(EXTRACT PROVIDED):
----

Mervin Hamburg, Atty., U.S. Dept. of Justice, Daniel Bartlett, Jr., U.S. Atty., E. D. Mo., Sidney M. Glazer, Atty., U.S. Dept. of Justice, Washington, D.C., for appellee.

Before ROSS and STEPHENSON, Circuit Judges, and URBOM,* District Chief Judge.

Rehearing and Rehearing En Banc Denied October 31, 1972.

STEPHENSON, Circuit Judge.

James Michael Dawson was convicted in the United States District Court for the Eastern District of Missouri on two counts of selling, storing, and disposing of stolen explosive materials knowing them to be stolen, in violation of 18 U.S.C. § 842(h)1 The conviction is appealed on the ground, among others, that § 842(h) is beyond the scope of the legislative power conferred on Congress by the Commerce Clause of the Constitution, and thus an improper intrusion upon legislative power reserved by the Tenth Amendment to the States, because the statute fails to require an evidential nexus between the proscribed activity and interstate commerce. It is urged that the statute must be stricken because it purports to prohibit all traffic in stolen explosive materials, including that conducted purely intrastate. We sustain the constitutionality of § 842(h) as a valid exercise of the Commerce power and we affirm the conviction.

I

Long-standing decisions of the Supreme Court make clear that Congress may invoke the Commerce Clause as a basis for regulating purely intrastate activities which affect substantially interstate commerce. See, e. g., Perez v. United States, 402 U.S. 146, 150-154, 91 S.Ct. 1357, 28 L.Ed.2d 686 (1971), and the cases there cited and discussed. In United States v. Darby, 312 U.S. 100, 118, 120-121, 61 S.Ct. 451, 85 L.Ed. 609 (1941), the Court, in delineating criteria by which to determine which activities intrastate affect commerce interstate, empowered Congress to consider the cumulative impact on commerce of those activities as a class. Once it is determined that a given class of intrastate activity substantially affects the commerce, or the exercise of congressional power over it, there need not be proof that an isolated activity within that class itself has an effect on commerce. Maryland v. Wirtz, 392 U.S. 183, 188-193, 88 S.Ct. 2017, 20 L.Ed.2d 1020 (1968), and Katzenbach v. McClung, 379 U.S. 294, 304-305, 85 S.Ct. 377, 13 L.Ed.2d 290 (1964). See also, Schneider v. United States, 459 F.2d 540, 541-542 (C.A.8, 1972), and White v. United States, 399 F.2d 813, 822-824 (C.A.8, 1968).

----

(WHAT TO WORK ON):
1. Say whether each statement agrees with the court opinion on the stolen-explosives conviction, answering yes or no and quoting the deciding words of the opinion. (a) Dawson was convicted in the United States District Court for the Western District of Missouri. (b) The court upholds § 842(h) as a valid exercise of the Commerce power. (c) Rehearing en banc was granted.
2. Please continue the court opinion on the stolen-explosives conviction, starting after its last sentence.

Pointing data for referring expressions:
----

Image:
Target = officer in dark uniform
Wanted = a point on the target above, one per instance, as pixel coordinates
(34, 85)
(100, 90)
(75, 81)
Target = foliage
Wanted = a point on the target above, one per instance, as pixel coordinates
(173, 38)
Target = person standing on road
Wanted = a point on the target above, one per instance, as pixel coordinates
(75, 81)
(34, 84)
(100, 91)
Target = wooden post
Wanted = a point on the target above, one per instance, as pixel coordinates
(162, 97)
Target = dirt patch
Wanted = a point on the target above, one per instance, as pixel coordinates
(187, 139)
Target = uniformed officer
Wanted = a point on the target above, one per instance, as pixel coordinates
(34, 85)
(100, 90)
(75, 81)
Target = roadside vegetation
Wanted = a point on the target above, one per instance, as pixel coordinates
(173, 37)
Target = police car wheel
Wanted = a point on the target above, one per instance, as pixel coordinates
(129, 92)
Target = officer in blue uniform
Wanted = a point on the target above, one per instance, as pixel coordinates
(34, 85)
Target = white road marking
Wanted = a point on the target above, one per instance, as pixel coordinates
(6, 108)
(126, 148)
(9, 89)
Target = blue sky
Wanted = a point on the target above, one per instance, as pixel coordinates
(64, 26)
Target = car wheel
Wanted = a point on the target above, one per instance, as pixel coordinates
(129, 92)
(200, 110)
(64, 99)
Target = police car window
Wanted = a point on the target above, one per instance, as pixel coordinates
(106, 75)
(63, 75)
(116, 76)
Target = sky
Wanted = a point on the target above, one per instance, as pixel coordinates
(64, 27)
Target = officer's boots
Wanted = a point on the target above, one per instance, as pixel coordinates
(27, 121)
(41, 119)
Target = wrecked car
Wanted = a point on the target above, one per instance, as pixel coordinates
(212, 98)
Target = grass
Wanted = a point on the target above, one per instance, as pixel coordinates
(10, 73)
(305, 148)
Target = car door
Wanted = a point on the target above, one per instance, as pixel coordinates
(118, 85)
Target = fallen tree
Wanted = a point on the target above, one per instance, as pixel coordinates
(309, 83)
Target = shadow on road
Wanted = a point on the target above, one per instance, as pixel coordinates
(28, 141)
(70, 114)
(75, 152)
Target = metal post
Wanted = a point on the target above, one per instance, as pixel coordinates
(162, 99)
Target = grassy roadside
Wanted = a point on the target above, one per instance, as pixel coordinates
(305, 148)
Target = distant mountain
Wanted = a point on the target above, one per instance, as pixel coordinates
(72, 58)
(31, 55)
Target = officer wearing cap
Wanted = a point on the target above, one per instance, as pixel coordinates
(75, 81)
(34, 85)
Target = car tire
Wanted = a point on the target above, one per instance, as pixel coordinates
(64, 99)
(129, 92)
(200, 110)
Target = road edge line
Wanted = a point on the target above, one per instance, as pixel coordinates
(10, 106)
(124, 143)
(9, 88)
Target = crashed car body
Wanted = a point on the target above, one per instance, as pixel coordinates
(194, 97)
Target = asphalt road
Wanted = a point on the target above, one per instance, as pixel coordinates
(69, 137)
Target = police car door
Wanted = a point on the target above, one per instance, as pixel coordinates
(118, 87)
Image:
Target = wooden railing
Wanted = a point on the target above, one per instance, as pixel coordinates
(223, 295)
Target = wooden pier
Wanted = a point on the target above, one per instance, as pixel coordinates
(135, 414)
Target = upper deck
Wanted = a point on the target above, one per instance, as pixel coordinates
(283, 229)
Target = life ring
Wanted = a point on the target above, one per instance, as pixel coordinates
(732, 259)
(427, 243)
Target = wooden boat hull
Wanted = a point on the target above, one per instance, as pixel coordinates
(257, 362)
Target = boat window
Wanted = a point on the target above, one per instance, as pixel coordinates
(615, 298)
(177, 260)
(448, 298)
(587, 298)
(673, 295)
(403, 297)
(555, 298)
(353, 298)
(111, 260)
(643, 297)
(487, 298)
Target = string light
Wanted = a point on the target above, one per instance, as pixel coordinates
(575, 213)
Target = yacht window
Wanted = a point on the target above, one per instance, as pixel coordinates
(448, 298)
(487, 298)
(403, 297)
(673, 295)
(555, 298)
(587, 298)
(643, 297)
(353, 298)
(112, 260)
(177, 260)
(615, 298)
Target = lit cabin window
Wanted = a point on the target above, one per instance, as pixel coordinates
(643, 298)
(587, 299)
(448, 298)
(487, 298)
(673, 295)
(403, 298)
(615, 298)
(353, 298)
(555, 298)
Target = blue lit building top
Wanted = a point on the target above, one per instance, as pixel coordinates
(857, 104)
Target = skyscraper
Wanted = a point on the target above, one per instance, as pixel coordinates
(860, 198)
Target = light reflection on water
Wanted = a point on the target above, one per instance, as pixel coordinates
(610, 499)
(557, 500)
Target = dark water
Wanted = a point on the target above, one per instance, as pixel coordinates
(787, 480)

----

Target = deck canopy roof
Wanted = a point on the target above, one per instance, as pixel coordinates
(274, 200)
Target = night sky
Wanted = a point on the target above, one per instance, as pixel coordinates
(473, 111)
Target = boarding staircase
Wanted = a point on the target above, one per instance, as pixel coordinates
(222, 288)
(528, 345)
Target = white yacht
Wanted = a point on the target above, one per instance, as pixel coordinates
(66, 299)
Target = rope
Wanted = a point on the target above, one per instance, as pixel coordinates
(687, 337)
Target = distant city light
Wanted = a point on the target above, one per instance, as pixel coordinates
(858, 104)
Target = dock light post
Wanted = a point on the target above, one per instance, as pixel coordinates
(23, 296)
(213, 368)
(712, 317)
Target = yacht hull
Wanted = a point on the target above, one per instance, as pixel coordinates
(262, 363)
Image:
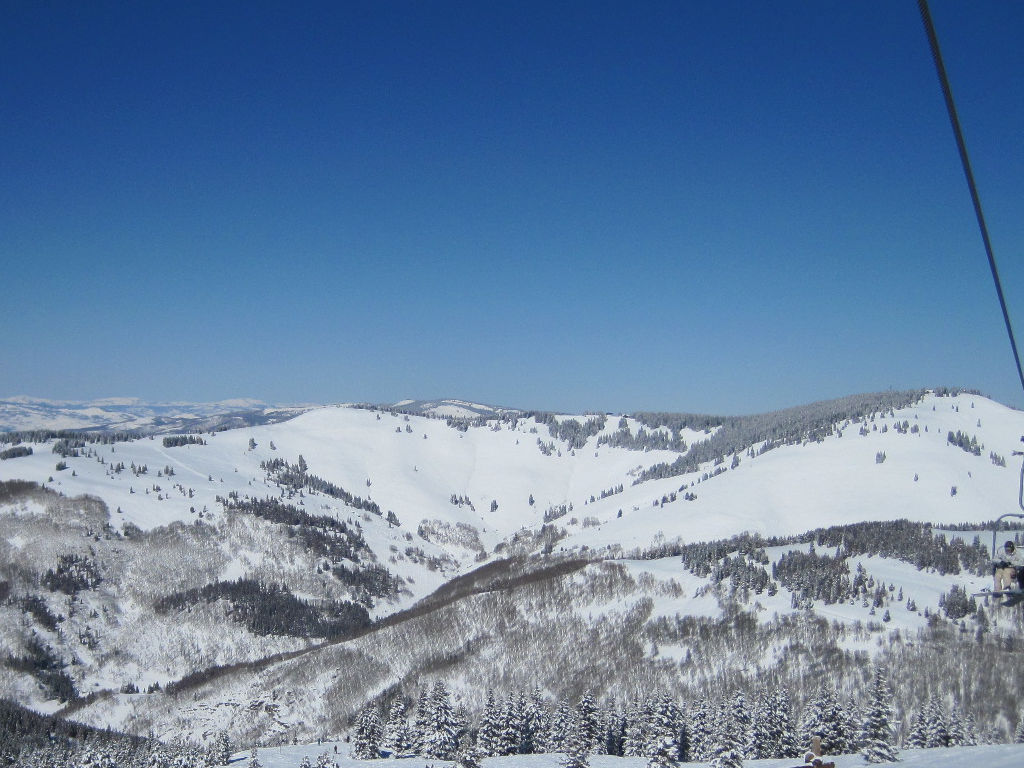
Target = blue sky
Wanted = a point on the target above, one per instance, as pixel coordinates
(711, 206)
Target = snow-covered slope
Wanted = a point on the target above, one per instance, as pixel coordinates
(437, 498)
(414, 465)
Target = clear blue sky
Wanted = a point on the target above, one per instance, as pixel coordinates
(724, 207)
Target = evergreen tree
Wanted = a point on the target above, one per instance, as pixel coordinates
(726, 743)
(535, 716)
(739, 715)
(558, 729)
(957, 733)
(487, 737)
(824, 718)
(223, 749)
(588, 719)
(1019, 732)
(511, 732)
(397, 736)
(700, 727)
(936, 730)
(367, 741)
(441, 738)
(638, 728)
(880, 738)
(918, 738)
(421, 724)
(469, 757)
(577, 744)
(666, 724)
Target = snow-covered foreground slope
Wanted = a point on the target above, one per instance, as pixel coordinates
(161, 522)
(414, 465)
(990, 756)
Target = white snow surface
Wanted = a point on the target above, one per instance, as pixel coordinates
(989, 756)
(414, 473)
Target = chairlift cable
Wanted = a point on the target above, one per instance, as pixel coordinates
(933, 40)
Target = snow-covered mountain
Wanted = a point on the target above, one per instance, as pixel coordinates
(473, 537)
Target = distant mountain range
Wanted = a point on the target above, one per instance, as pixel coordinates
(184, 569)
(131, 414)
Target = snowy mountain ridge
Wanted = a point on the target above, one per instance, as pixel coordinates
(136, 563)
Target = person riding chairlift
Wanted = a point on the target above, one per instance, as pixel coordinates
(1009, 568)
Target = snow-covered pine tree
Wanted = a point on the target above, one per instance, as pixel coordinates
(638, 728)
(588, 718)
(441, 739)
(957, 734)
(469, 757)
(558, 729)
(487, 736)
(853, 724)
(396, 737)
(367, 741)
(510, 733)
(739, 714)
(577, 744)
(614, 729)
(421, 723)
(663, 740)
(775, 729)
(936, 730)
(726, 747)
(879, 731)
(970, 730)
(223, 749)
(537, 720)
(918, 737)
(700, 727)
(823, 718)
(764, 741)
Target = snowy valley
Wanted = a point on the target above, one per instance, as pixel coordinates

----

(RESPONSES FOR EACH TASK):
1.
(a) No: "United States District Court for the Eastern District of Missouri"
(b) Yes: "We sustain the constitutionality of § 842(h) as a valid exercise of the Commerce power"
(c) No: "Rehearing and Rehearing En Banc Denied October 31, 1972."

2.
The constitutional inquiry, rearticulated in Heart of Atlanta Motel, Inc. v. United States, 379 U.S. 241, 258, 85 S.Ct. 348, 13 L.Ed.2d 258 (1964), is (i) whether Congress had a rational basis for finding that the particular class of intrastate activity against which the sanction of the statute is laid affects commerce, and (ii) if so, whether the means selected by Congress to eliminate the evil are reasonable and appropriate. In making this inquiry we are not limited to specific and formal findings made by Congress, but we can consider too the nature and effect of the evidence laid before Congress concerning the class of activity and the concomitant burdens on commerce which Congress meant to alleviate. Katzenbach v. McClung, supra, p. 304 of 379 U.S., 85 S.Ct. 377, citing United States v. Carolene Products Co., 304 U.S. 144, 152, 58 S.Ct. 778, 82 L.Ed. 1234 (1938). Semble, United States v. Bass, 404 U.S. 336, 349-350, 92 S.Ct. 515, 30 L.Ed.2d 488 (1971). The primary parameter for a valid exercise of the Commerce power, therefore, is not formal congressional findings, but the presence of factual data before the Congress supportive of a finding that the chosen regulatory scheme is necessary to the protection of commerce. Accord, United States v. Darby, supra, p. 120 of 312 U.S., 61 S.Ct. 451.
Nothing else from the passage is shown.